» EXTRACT
===

Flannel doesn't seem to be working while configuring a coreOS + kubernetes cluster

3/7/2017

I've installed coreOS baremetal on 4 PCs. I've set static IPs for all machines. I followed official coreOS tutorial for coreOS + kubernetes.

Since I have a static network configuration and I'll have a multi-node etcd cluster, I've followed the following tutorial for bootstrapping etcd. I've ran the script on all PCs and using etcdctl member list I see all nodes (PCs) are present in the etcd cluster.

Then I moved to step 2 (Deploy Kubernetes Master Node(s)) and I've followed the instructions step by step.

I've ran into the problem here:

curl -X PUT -d "value={\"Network\":\"$POD_NETWORK\",\"Backend\":{\"Type\":\"vxlan\"}}" "$ETCD_SERVER/v2/keys/coreos.com/network/config"

===

» Pointing dataset excerpts

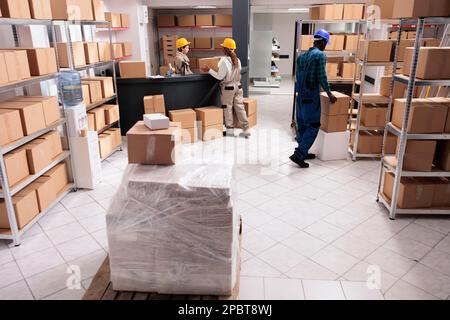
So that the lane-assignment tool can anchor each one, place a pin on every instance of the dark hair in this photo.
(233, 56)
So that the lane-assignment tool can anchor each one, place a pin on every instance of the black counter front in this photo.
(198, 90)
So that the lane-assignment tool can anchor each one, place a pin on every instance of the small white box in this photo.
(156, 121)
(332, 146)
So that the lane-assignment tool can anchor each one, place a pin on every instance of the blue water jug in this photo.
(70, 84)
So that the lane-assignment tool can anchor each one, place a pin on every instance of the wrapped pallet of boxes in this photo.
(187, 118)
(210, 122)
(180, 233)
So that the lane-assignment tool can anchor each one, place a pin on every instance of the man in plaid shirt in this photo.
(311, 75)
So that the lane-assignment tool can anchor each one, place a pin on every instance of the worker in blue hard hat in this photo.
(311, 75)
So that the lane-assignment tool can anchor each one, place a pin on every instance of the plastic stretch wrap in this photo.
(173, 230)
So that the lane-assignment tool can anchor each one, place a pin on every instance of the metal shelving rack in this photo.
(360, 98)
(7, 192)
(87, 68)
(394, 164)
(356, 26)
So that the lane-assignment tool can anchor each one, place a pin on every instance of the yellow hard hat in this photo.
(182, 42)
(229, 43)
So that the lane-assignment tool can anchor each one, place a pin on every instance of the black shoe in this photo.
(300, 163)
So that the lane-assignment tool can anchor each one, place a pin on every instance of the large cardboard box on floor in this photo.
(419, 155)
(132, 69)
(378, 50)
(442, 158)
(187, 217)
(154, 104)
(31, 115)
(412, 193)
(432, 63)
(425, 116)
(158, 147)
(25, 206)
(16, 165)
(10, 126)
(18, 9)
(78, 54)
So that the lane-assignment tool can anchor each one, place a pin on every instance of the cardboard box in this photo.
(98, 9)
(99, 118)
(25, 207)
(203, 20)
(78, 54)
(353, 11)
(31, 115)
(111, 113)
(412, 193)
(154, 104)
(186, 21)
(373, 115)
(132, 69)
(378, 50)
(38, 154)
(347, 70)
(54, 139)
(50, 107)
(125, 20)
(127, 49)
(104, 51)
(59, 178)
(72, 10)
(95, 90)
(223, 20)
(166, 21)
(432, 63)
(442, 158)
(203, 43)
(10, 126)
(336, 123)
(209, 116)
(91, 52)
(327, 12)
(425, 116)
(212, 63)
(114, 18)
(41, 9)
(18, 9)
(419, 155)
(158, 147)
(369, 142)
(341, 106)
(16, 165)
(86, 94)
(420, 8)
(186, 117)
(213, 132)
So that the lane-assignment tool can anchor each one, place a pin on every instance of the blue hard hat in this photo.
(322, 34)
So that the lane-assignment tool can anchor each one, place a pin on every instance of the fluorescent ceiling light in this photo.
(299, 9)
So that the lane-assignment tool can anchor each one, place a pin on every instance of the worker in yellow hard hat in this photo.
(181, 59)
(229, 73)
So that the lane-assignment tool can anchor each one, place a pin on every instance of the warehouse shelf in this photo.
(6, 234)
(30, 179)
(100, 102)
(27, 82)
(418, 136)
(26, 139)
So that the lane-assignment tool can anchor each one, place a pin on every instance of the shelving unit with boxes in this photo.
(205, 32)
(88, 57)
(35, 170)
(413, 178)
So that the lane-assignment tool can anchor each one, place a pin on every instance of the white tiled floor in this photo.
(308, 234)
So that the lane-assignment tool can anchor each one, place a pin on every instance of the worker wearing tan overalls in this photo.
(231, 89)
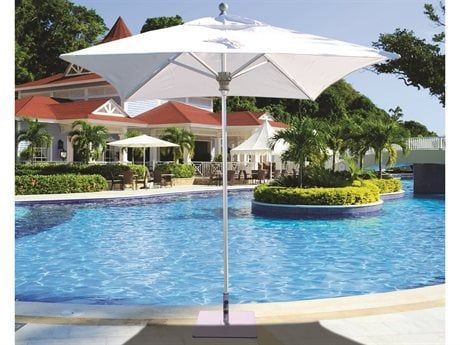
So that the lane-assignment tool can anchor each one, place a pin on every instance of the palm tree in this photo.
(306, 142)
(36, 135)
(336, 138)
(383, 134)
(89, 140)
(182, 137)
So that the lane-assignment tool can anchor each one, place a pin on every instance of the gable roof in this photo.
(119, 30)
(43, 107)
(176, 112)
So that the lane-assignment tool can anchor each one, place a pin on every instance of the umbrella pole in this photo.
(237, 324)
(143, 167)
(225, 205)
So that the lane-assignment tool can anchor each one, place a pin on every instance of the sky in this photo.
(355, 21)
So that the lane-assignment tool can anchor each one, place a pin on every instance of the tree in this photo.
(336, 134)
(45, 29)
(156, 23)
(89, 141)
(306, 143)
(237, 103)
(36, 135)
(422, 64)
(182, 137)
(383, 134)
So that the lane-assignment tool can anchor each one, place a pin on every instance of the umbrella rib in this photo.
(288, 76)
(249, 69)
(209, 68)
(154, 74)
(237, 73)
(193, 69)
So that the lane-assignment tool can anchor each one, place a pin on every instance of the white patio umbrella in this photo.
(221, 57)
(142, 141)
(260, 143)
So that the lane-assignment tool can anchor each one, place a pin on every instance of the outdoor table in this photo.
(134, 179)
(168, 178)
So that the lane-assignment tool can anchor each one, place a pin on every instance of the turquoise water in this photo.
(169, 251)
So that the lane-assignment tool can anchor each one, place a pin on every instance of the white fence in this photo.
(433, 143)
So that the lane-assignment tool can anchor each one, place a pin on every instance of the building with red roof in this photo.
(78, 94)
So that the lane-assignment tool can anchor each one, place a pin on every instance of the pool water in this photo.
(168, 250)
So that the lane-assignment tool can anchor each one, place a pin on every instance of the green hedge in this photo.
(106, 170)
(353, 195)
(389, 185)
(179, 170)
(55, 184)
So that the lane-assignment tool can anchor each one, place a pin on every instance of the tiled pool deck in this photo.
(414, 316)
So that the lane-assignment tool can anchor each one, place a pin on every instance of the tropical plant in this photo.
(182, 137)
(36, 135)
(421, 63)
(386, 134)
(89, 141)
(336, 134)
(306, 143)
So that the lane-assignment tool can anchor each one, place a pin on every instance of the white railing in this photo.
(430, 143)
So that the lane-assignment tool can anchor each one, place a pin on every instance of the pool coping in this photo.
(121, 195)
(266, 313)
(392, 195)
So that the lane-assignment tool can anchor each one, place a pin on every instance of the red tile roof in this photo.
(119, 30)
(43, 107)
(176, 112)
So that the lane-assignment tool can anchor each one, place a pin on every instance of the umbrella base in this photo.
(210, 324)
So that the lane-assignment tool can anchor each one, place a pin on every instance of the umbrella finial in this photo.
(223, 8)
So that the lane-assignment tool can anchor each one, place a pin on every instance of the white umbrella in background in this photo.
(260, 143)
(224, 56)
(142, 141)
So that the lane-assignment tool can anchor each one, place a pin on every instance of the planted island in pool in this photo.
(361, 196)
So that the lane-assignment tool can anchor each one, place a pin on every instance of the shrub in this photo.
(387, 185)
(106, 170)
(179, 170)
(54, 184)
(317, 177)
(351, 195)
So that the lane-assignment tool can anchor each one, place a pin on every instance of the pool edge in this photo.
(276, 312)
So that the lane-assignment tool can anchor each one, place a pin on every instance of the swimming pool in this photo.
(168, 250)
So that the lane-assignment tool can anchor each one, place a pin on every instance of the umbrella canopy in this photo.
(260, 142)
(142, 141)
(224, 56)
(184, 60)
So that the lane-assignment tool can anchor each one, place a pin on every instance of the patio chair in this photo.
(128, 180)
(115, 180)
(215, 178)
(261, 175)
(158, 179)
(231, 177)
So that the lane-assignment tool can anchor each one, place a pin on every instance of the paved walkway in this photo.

===

» TASK INSTRUCTIONS
1 > In the forum post about Flannel, list every key in the JSON value that the curl command sends.
2 > In the forum post about Flannel, rewrite the passage between "I've installed coreOS" and "the etcd cluster.", inclusive, with "static" changed to "fixed".
3 > According to the forum post about Flannel, why did the poster follow the tutorial for bootstrapping etcd?

» EXPECTED RESULTS
1 > Network, Backend, Type

2 >
I've installed coreOS baremetal on 4 PCs. I've set fixed IPs for all machines. I followed official coreOS tutorial for coreOS + kubernetes.

Since I have a fixed network configuration and I'll have a multi-node etcd cluster, I've followed the following tutorial for bootstrapping etcd. I've ran the script on all PCs and using etcdctl member list I see all nodes (PCs) are present in the etcd cluster.

3 > The poster followed that tutorial because the machines have a static network configuration and the setup will have a multi-node etcd cluster.